- [Goal 1]
Count the lines in the listing below that contain the string "storage", treating case as significant. Reply with the number only.

- [Provided passage]
Initial Quantitative Measurements with Handheld LIBS

December 1, 2014

The analytical technique laser induced breakdown spectroscopy (LIBS) for elemental analysis is rapidly evolving from a laboratory-based to a field-able technology. Keys to this evolution include the development of more powerful yet compact, battery operable lasers, and combining the advancing laser technology with powerful processors and compact, high resolution spectrometers. The result is the first generation of truly handheld LIBS-based analyzers. One such analyzer, the SciAps Z-500 LIBZ analyzer, has been utilized in a number of studies of different material types including alloys, ceramics, catalysts, soils, and glass sample types. This note presents the early quantitative results from several field tests.

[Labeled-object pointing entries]
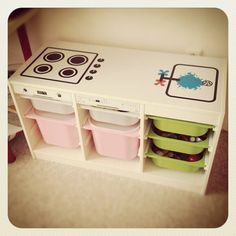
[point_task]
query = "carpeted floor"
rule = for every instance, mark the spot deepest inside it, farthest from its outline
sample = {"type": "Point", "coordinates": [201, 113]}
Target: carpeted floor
{"type": "Point", "coordinates": [47, 194]}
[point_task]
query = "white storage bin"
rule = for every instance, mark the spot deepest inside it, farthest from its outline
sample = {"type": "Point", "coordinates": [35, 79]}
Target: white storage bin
{"type": "Point", "coordinates": [56, 129]}
{"type": "Point", "coordinates": [115, 141]}
{"type": "Point", "coordinates": [51, 106]}
{"type": "Point", "coordinates": [113, 117]}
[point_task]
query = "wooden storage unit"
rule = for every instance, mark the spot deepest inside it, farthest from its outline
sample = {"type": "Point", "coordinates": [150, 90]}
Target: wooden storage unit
{"type": "Point", "coordinates": [120, 83]}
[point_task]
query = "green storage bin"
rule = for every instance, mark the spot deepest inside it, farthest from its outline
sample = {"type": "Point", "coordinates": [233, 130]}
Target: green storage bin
{"type": "Point", "coordinates": [175, 164]}
{"type": "Point", "coordinates": [178, 145]}
{"type": "Point", "coordinates": [180, 127]}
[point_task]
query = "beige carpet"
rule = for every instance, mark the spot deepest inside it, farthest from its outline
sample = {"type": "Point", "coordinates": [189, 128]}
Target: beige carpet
{"type": "Point", "coordinates": [47, 194]}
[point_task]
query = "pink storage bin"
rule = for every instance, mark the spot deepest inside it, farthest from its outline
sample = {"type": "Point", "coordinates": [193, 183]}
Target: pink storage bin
{"type": "Point", "coordinates": [115, 141]}
{"type": "Point", "coordinates": [56, 129]}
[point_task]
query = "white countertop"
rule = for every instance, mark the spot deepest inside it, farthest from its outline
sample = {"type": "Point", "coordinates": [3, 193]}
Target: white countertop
{"type": "Point", "coordinates": [131, 75]}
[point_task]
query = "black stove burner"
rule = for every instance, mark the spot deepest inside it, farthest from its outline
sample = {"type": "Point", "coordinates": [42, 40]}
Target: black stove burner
{"type": "Point", "coordinates": [68, 72]}
{"type": "Point", "coordinates": [62, 65]}
{"type": "Point", "coordinates": [77, 60]}
{"type": "Point", "coordinates": [42, 69]}
{"type": "Point", "coordinates": [54, 56]}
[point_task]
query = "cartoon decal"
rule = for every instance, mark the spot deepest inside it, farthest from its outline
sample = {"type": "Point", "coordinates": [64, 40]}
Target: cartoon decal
{"type": "Point", "coordinates": [189, 78]}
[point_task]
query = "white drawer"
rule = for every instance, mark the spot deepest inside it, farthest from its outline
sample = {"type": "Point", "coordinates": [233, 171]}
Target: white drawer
{"type": "Point", "coordinates": [42, 92]}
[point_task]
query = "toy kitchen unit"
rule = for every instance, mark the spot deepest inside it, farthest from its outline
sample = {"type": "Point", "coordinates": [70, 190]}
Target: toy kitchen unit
{"type": "Point", "coordinates": [147, 115]}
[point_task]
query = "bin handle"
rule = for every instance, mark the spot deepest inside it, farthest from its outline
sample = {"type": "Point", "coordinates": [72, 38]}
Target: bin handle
{"type": "Point", "coordinates": [33, 115]}
{"type": "Point", "coordinates": [89, 126]}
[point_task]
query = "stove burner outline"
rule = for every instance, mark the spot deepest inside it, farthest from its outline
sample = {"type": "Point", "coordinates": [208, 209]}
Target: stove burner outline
{"type": "Point", "coordinates": [77, 60]}
{"type": "Point", "coordinates": [42, 68]}
{"type": "Point", "coordinates": [65, 72]}
{"type": "Point", "coordinates": [57, 80]}
{"type": "Point", "coordinates": [53, 56]}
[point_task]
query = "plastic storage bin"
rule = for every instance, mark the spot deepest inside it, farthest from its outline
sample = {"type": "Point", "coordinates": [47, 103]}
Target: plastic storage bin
{"type": "Point", "coordinates": [56, 129]}
{"type": "Point", "coordinates": [178, 145]}
{"type": "Point", "coordinates": [115, 141]}
{"type": "Point", "coordinates": [51, 106]}
{"type": "Point", "coordinates": [113, 117]}
{"type": "Point", "coordinates": [180, 127]}
{"type": "Point", "coordinates": [175, 164]}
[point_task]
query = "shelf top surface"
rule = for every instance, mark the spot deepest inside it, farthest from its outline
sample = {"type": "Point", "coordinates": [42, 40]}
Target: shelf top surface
{"type": "Point", "coordinates": [148, 77]}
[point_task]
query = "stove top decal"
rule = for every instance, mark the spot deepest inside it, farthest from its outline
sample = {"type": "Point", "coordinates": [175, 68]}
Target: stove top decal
{"type": "Point", "coordinates": [191, 82]}
{"type": "Point", "coordinates": [61, 65]}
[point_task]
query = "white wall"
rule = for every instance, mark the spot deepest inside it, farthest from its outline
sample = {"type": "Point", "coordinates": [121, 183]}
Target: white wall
{"type": "Point", "coordinates": [170, 30]}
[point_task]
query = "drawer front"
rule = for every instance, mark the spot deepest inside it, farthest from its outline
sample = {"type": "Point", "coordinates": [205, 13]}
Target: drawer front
{"type": "Point", "coordinates": [42, 92]}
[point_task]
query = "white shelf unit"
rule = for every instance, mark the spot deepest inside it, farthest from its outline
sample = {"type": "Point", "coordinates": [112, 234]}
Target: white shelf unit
{"type": "Point", "coordinates": [86, 156]}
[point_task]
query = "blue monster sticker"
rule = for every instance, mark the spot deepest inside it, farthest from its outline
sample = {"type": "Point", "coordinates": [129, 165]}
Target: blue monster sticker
{"type": "Point", "coordinates": [190, 81]}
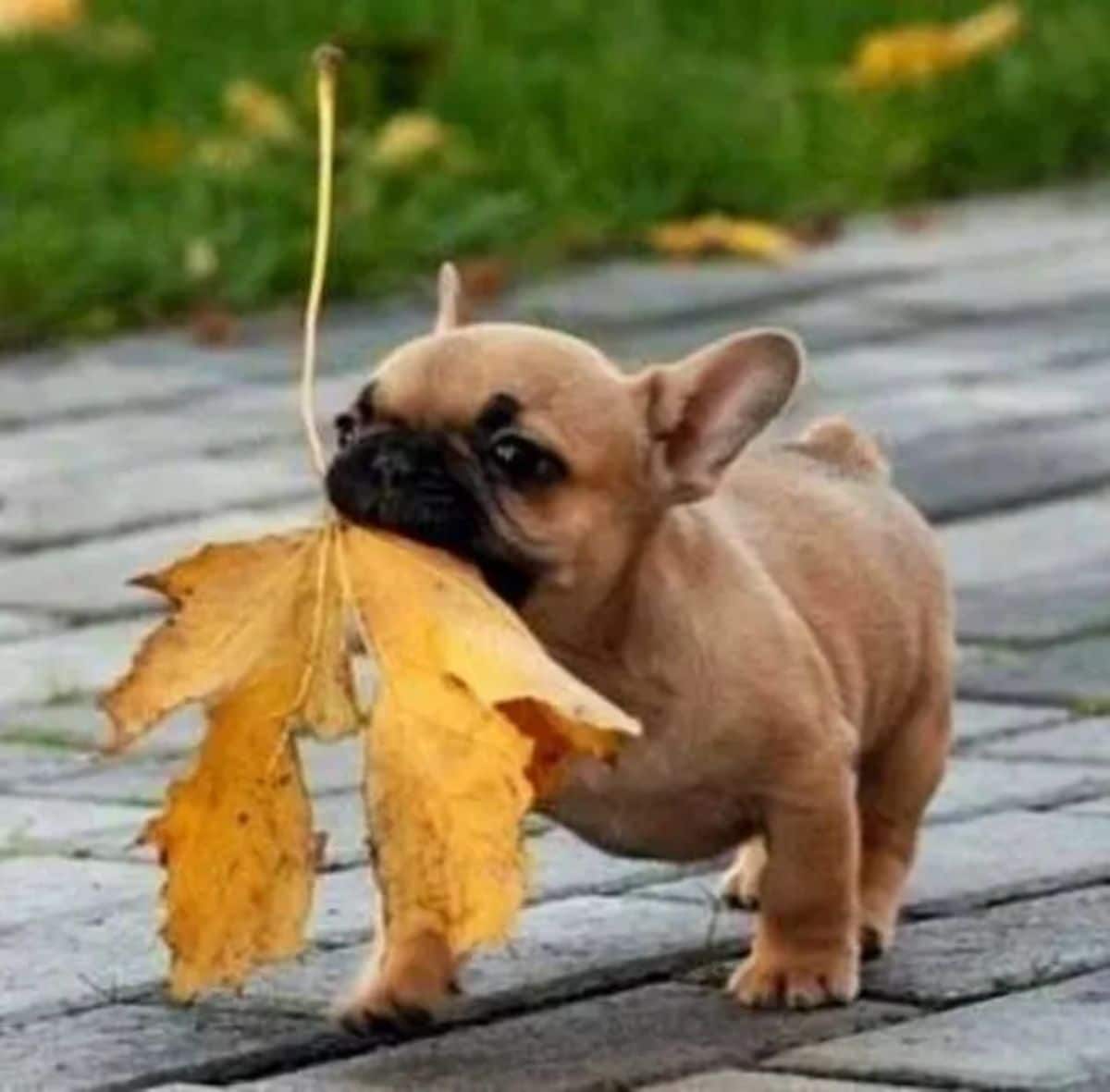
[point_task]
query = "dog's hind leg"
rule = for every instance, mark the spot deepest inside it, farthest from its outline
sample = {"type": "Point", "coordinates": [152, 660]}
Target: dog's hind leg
{"type": "Point", "coordinates": [896, 785]}
{"type": "Point", "coordinates": [739, 886]}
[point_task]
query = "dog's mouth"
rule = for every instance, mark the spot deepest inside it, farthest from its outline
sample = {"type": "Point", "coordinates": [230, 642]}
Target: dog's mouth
{"type": "Point", "coordinates": [414, 484]}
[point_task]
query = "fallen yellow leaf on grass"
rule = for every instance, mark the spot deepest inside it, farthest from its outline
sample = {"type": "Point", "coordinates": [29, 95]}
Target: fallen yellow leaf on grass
{"type": "Point", "coordinates": [917, 54]}
{"type": "Point", "coordinates": [28, 17]}
{"type": "Point", "coordinates": [473, 721]}
{"type": "Point", "coordinates": [259, 112]}
{"type": "Point", "coordinates": [406, 140]}
{"type": "Point", "coordinates": [716, 234]}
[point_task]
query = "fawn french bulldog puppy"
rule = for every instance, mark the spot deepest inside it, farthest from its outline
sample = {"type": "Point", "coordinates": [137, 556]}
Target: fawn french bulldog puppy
{"type": "Point", "coordinates": [780, 620]}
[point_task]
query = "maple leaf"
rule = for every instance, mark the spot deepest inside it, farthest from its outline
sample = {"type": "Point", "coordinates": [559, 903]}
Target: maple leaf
{"type": "Point", "coordinates": [917, 54]}
{"type": "Point", "coordinates": [722, 236]}
{"type": "Point", "coordinates": [473, 721]}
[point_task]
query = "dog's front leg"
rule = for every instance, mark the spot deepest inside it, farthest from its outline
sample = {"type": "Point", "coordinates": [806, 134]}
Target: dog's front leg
{"type": "Point", "coordinates": [405, 979]}
{"type": "Point", "coordinates": [806, 948]}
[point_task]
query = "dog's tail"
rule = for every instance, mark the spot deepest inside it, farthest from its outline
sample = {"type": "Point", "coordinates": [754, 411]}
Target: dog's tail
{"type": "Point", "coordinates": [833, 439]}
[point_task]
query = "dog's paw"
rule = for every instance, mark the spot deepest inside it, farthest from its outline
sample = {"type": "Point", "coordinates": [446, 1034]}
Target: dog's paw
{"type": "Point", "coordinates": [403, 994]}
{"type": "Point", "coordinates": [809, 981]}
{"type": "Point", "coordinates": [739, 886]}
{"type": "Point", "coordinates": [875, 939]}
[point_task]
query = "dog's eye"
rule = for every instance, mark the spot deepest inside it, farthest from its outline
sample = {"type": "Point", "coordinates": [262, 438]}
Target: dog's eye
{"type": "Point", "coordinates": [523, 463]}
{"type": "Point", "coordinates": [344, 428]}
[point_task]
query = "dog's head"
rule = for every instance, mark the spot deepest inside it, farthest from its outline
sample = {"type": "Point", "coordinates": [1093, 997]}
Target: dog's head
{"type": "Point", "coordinates": [527, 453]}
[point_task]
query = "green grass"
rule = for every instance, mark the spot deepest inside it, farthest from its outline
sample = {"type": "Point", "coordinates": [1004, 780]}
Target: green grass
{"type": "Point", "coordinates": [580, 125]}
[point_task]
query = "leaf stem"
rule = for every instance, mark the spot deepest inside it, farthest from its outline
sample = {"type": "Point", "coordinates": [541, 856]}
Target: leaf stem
{"type": "Point", "coordinates": [327, 60]}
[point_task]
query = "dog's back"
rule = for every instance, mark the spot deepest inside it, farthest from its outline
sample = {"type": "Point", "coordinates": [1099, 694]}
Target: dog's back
{"type": "Point", "coordinates": [857, 561]}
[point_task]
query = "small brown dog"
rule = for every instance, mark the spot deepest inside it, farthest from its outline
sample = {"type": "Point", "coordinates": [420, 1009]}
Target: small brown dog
{"type": "Point", "coordinates": [781, 622]}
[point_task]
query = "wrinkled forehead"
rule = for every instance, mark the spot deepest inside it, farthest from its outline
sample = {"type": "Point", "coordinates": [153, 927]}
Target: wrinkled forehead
{"type": "Point", "coordinates": [563, 386]}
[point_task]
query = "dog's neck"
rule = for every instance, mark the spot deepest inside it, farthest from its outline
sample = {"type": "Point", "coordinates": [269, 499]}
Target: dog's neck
{"type": "Point", "coordinates": [608, 631]}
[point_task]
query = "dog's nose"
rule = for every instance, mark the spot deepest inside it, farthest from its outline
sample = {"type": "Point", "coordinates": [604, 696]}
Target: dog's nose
{"type": "Point", "coordinates": [391, 466]}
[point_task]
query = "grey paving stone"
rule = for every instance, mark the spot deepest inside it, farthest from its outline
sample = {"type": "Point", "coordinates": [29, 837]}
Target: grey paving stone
{"type": "Point", "coordinates": [825, 325]}
{"type": "Point", "coordinates": [16, 625]}
{"type": "Point", "coordinates": [931, 369]}
{"type": "Point", "coordinates": [39, 888]}
{"type": "Point", "coordinates": [23, 764]}
{"type": "Point", "coordinates": [560, 950]}
{"type": "Point", "coordinates": [564, 865]}
{"type": "Point", "coordinates": [969, 234]}
{"type": "Point", "coordinates": [90, 580]}
{"type": "Point", "coordinates": [50, 669]}
{"type": "Point", "coordinates": [120, 779]}
{"type": "Point", "coordinates": [1047, 281]}
{"type": "Point", "coordinates": [1052, 1037]}
{"type": "Point", "coordinates": [1054, 537]}
{"type": "Point", "coordinates": [638, 292]}
{"type": "Point", "coordinates": [988, 859]}
{"type": "Point", "coordinates": [1076, 672]}
{"type": "Point", "coordinates": [987, 470]}
{"type": "Point", "coordinates": [977, 786]}
{"type": "Point", "coordinates": [738, 1081]}
{"type": "Point", "coordinates": [617, 1041]}
{"type": "Point", "coordinates": [29, 821]}
{"type": "Point", "coordinates": [937, 411]}
{"type": "Point", "coordinates": [975, 863]}
{"type": "Point", "coordinates": [336, 767]}
{"type": "Point", "coordinates": [981, 720]}
{"type": "Point", "coordinates": [1079, 742]}
{"type": "Point", "coordinates": [90, 381]}
{"type": "Point", "coordinates": [128, 1047]}
{"type": "Point", "coordinates": [1002, 949]}
{"type": "Point", "coordinates": [76, 961]}
{"type": "Point", "coordinates": [1049, 607]}
{"type": "Point", "coordinates": [82, 726]}
{"type": "Point", "coordinates": [43, 511]}
{"type": "Point", "coordinates": [239, 420]}
{"type": "Point", "coordinates": [1098, 807]}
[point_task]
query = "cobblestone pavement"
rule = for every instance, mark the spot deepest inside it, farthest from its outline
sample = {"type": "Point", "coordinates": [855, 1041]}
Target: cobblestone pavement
{"type": "Point", "coordinates": [977, 348]}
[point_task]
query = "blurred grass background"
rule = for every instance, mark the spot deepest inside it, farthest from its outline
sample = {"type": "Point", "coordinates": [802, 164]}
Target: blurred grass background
{"type": "Point", "coordinates": [130, 193]}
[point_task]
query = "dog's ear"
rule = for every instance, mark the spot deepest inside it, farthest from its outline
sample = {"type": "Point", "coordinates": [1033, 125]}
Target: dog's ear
{"type": "Point", "coordinates": [704, 410]}
{"type": "Point", "coordinates": [453, 311]}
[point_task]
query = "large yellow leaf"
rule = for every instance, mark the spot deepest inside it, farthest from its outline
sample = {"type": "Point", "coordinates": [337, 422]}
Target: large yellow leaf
{"type": "Point", "coordinates": [473, 721]}
{"type": "Point", "coordinates": [237, 840]}
{"type": "Point", "coordinates": [917, 54]}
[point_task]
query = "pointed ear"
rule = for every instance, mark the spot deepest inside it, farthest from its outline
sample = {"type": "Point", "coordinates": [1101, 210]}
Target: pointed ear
{"type": "Point", "coordinates": [453, 311]}
{"type": "Point", "coordinates": [704, 410]}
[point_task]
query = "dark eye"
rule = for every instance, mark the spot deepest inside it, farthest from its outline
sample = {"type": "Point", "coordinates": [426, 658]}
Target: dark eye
{"type": "Point", "coordinates": [344, 428]}
{"type": "Point", "coordinates": [523, 461]}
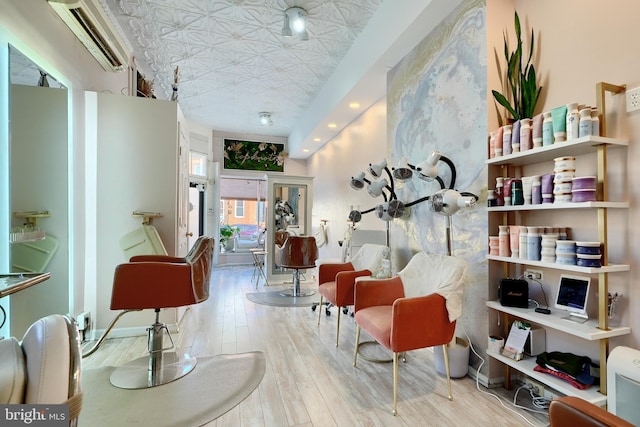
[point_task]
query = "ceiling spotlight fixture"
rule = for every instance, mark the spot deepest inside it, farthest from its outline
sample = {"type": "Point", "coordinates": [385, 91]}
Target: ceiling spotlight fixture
{"type": "Point", "coordinates": [265, 119]}
{"type": "Point", "coordinates": [295, 22]}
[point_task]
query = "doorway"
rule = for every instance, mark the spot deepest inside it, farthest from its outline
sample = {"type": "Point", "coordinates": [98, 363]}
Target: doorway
{"type": "Point", "coordinates": [196, 212]}
{"type": "Point", "coordinates": [242, 207]}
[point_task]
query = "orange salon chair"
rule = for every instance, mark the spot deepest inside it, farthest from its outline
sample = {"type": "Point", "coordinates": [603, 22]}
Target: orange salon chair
{"type": "Point", "coordinates": [157, 282]}
{"type": "Point", "coordinates": [574, 411]}
{"type": "Point", "coordinates": [296, 253]}
{"type": "Point", "coordinates": [44, 368]}
{"type": "Point", "coordinates": [336, 281]}
{"type": "Point", "coordinates": [416, 309]}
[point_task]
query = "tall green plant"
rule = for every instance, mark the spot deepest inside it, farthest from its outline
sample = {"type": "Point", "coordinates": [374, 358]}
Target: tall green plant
{"type": "Point", "coordinates": [521, 78]}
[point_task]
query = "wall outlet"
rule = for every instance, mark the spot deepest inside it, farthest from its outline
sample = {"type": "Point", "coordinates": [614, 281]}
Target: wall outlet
{"type": "Point", "coordinates": [633, 99]}
{"type": "Point", "coordinates": [538, 388]}
{"type": "Point", "coordinates": [551, 393]}
{"type": "Point", "coordinates": [84, 321]}
{"type": "Point", "coordinates": [533, 275]}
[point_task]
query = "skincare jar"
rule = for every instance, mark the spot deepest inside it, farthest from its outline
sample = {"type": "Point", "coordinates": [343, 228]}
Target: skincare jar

- [Goal 2]
According to the handheld LIBS note, which analyzer has been used in studies of alloys, ceramics, catalysts, soils, and glass?

- [Solution 1]
10

- [Solution 2]
The SciAps Z-500 LIBZ analyzer.